--- Exercise instructions ---
1. In the passage on blockchain privacy, what digital currency did Zooko Wilcox help found?
2. Please retype the part of the blockchain privacy passage that opens with the words containing "When Satoshi Nakamoto" and closes with "anyone to see.".
3. Carry the blockchain privacy passage forward from its last sentence.

As banks explore the potential of blockchains, they’ve been quick to surmise that the technology, as it was originally designed, does not provide robust privacy.

When Satoshi Nakamoto invented bitcoin in 2009, he (or she or they) provided a way for multiple participants, who have no reason to trust each other, to work together in maintaining a canonical, tamperproof history of transactions and digital messages. But the design required that all activity be exposed for anyone to see.

“He had to sacrifice confidentiality. And he tried to preserve it by saying you can have multiple different payment addresses,” said Zooko Wilcox, one of the founders of a new anonymous digital currency called Zcash. “But that’s not a very strong defense of confidentiality at all.”

This is unfortunate for financial institutions, which are eager to benefit from the organizational cost-cutting promises of a shared ledger, but are compelled by law and by their own competitive natures to keep the bulk of their activities confidential.

--- Listed records ---
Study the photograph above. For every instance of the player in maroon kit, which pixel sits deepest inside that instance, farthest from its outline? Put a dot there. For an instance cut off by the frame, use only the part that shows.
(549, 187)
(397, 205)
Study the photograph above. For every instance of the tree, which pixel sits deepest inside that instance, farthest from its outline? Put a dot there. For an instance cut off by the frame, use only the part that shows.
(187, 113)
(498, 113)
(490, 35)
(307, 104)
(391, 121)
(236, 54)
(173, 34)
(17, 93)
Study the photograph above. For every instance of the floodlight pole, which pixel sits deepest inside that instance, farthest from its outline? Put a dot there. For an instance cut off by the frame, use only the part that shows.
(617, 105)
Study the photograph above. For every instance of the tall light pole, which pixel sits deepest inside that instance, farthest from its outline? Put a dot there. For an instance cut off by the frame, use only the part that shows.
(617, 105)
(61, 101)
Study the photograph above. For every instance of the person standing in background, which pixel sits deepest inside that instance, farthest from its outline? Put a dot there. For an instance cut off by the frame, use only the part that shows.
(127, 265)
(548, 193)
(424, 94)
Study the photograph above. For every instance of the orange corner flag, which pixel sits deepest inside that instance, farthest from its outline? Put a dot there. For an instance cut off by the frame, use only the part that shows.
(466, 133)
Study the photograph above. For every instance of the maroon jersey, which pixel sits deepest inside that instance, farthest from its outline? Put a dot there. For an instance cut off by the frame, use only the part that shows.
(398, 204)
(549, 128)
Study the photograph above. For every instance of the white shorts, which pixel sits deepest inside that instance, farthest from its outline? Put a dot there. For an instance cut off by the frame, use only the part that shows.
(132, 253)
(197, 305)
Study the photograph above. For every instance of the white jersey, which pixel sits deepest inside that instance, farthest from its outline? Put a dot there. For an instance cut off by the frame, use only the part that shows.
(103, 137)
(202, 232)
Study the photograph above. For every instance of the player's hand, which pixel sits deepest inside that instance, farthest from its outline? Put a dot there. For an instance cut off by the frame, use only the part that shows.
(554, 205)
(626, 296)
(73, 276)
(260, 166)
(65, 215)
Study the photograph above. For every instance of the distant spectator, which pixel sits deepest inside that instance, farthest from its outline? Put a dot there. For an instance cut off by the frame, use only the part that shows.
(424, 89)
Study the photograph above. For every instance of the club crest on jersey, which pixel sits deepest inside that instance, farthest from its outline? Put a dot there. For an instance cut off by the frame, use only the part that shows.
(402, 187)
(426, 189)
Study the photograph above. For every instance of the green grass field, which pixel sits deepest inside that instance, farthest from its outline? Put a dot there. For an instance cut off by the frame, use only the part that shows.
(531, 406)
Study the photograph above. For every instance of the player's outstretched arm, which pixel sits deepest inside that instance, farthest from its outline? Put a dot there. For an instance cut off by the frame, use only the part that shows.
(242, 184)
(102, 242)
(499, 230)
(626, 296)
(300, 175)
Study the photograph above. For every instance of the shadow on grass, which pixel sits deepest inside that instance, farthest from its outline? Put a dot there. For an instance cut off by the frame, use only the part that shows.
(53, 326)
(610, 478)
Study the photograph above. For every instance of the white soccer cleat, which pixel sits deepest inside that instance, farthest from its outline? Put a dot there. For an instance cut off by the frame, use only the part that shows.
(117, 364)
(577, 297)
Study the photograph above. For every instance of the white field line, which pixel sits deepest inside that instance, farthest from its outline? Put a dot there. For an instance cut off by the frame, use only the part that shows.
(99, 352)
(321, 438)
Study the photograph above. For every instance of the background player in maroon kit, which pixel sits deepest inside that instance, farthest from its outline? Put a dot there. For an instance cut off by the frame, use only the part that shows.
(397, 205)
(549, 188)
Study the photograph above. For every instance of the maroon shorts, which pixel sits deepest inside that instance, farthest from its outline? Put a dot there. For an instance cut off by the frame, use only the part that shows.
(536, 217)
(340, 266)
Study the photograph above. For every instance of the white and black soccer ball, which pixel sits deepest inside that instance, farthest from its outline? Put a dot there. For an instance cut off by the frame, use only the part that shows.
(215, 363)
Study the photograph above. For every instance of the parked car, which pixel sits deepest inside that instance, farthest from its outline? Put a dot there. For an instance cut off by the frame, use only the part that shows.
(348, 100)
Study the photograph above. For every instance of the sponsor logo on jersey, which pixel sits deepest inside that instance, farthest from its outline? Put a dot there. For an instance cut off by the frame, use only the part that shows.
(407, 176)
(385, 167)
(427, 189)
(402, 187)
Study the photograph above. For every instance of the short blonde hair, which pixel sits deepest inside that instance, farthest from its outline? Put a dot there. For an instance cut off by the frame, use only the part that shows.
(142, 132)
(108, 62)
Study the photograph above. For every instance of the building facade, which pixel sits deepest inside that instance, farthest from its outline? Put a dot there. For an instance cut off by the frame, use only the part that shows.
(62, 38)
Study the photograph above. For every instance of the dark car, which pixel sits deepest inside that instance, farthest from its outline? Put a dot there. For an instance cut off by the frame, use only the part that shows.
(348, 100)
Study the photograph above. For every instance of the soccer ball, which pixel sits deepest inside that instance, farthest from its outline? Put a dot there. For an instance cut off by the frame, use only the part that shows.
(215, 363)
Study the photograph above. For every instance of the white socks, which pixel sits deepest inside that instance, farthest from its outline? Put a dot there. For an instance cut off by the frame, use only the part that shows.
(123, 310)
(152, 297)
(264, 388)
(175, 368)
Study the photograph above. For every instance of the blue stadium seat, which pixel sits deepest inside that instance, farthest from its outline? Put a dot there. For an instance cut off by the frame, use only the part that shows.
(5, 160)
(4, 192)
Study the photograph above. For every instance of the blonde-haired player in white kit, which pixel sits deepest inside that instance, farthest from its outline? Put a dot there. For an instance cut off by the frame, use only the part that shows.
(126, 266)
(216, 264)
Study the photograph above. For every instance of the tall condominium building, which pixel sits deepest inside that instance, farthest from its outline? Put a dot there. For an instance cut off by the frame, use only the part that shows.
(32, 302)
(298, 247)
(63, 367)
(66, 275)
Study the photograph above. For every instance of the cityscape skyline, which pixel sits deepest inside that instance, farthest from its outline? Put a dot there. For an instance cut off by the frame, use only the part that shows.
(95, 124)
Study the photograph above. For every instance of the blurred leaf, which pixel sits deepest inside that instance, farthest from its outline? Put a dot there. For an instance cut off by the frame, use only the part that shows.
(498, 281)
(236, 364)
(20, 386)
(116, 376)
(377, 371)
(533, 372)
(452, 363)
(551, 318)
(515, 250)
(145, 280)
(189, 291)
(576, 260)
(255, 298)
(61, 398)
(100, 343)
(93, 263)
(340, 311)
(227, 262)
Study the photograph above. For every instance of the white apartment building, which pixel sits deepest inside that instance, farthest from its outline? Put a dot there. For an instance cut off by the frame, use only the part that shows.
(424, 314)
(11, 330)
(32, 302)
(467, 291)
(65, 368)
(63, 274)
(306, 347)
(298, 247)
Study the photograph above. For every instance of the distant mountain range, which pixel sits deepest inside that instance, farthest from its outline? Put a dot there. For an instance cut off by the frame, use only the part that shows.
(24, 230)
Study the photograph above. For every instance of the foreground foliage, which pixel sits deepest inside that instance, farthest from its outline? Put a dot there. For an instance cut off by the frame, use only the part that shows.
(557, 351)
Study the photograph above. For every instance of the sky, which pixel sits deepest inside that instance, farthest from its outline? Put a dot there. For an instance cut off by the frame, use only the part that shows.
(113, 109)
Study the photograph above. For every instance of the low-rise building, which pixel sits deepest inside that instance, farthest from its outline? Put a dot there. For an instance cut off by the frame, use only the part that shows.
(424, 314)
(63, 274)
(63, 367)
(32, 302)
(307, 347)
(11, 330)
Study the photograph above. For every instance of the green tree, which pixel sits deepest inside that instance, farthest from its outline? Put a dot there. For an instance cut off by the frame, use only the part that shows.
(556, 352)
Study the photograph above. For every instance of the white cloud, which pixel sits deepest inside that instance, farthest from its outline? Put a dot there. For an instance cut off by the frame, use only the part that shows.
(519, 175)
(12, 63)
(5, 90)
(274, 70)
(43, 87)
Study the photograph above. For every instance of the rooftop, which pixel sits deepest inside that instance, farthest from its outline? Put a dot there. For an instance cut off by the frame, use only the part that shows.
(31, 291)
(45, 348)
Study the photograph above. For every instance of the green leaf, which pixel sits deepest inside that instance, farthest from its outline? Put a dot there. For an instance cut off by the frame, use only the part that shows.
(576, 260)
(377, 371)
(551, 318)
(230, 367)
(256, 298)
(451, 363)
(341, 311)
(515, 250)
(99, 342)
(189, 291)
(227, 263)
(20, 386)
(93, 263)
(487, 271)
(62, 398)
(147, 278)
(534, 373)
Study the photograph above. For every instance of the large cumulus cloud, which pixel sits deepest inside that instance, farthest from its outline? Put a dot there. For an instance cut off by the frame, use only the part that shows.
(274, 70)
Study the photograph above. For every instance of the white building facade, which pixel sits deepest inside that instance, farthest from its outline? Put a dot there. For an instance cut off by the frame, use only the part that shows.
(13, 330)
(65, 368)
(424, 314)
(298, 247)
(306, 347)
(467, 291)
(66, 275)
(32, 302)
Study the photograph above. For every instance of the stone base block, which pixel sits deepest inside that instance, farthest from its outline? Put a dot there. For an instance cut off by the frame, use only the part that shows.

--- Outputs in order ---
1. Zcash

2.
When Satoshi Nakamoto invented bitcoin in 2009, he (or she or they) provided a way for multiple participants, who have no reason to trust each other, to work together in maintaining a canonical, tamperproof history of transactions and digital messages. But the design required that all activity be exposed for anyone to see.

3.
“The privacy requirements for blockchain won’t be any different to current regulations applied to any other technology in financial markets,” said Edward Budd, the chief digital officer of global transaction banking at Deutsche Bank. “Therefore, any potential adoption of distributed ledger technology must ensure that the high industry security standards which are applied to financial services are met.”

Over the past year, software developers and crypto-engineers have devoted an immense amount of time and resources to devising schemes to protect the privacy of people making transactions on blockchains.

Last November, the research arm of R3, a consortium of banks pursuing blockchain-enabled financial applications, released to its members a study making sense of the most promising solutions. The study, which has not previously been made public, provides a breakdown of the level of privacy granted by each approach while examining the trade-offs that inevitably attend them.

The permissioned approach

Banks have funneled their energy (both on their own and as members of consortia like R3) into building permissioned ledgers, a strategy which limits the participants in a blockchain to known entities. This is partly driven by banks’ reluctance to rely on anonymous actors to validate transactions, not to mention anti-money-laundering and know-your-customer regulations, which require them to extensively vet their counterparties. But another benefit of restricting who can participate is that it means restricting who can read the ledger and see the transactions.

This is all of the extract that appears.